### Task requirements
a. Name every curve that the covalent bonding lesson says appears on the graph, and give what each one represents.
b. Write the next part of the covalent bonding lesson, picking up right after its final sentence.

### Supplied passage
-*-
Lesson 2: Covalent Bonding

Part a: Covalent Bonds

Part 2a: Covalent Bonds
Part 2b: Lewis Electron Dot Structures
Part 2c: Double and Triple Bonds
Part 2d: Octet Breakers
Part 2e: Formal Charge Considerations


 

Atomic Interactions

The graph at the right shows the potential energy of two atoms as a function of the distance that separates the two atoms. The looping animation shows the atoms approaching each other from infinite separation to a very close approach. There are three curves on the graph. The dashed orange curve represents the effect of repulsive forces between protons and repulsive forces between electrons. These forces have a destabilizing effect upon the collection of two atoms and increase their energy. The dashed blue curve represents the effect of attractive forces between the protons of one atom and the electrons of the other atom. These forces have a stabilizing effect upon the system and lower its energy. The solid red curve is the net effect of these two forces upon the system. It is the sum of the orange line and the blue line.
 
There are four locations on the graph that deserve some focused discussion. They have been marked with a letter below.
-*-
### Data extract
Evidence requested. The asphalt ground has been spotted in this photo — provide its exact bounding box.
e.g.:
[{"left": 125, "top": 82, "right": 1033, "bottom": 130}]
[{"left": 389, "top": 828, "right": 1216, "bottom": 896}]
-*-
### Responses by task
a. The dashed orange curve represents the effect of repulsive forces between protons and between electrons. The dashed blue curve represents the effect of attractive forces between the protons of one atom and the electrons of the other atom. The solid red curve represents the net effect of these two forces on the system, as the sum of the orange and blue lines.

b.
Location A is a point of large separation. By definition, the zero-energy location is a location of infinite distance between the molecules. As the molecules approach from infinite separation, we begin to see the potential energy decreasing slightly. This is a sign of increasing stability. For a location such as A, there’s very little interaction between atoms and very little gain in stability. At location B, there is an obvious lowering of energy and an increase in stability. The atoms are touching, and the attractive interactions dominate any destabilizing repulsions. At location C on the graph, the system of two atoms is at its lowest energy and its greatest stability. The attractive interactions are optimized.  The depth of the curve at this location is referred to as the bond energy. It is the amount of energy stored in the bond. As the separation begins to decrease from location C towards location D, the potential energy begins to increase. The repulsive forces between atomic nuclei (protons) becomes increasingly significant. These repulsions cause the stability to decrease. For greatest stability, the two atoms spend most of their time with a separation distance that resembles that of location C.
 
 
 

Stability Secrets

The bond described above is known as a covalent bond. The two atoms are sharing their electrons with one another. The protons of one atom are attracting the electron cloud of the other atom … and vice versa. By sharing their electrons, the atoms are more stable together than if they existed as individual atoms. Is there an overarching principle that can guide our thinking about what makes covalently bonded atoms stable? There is!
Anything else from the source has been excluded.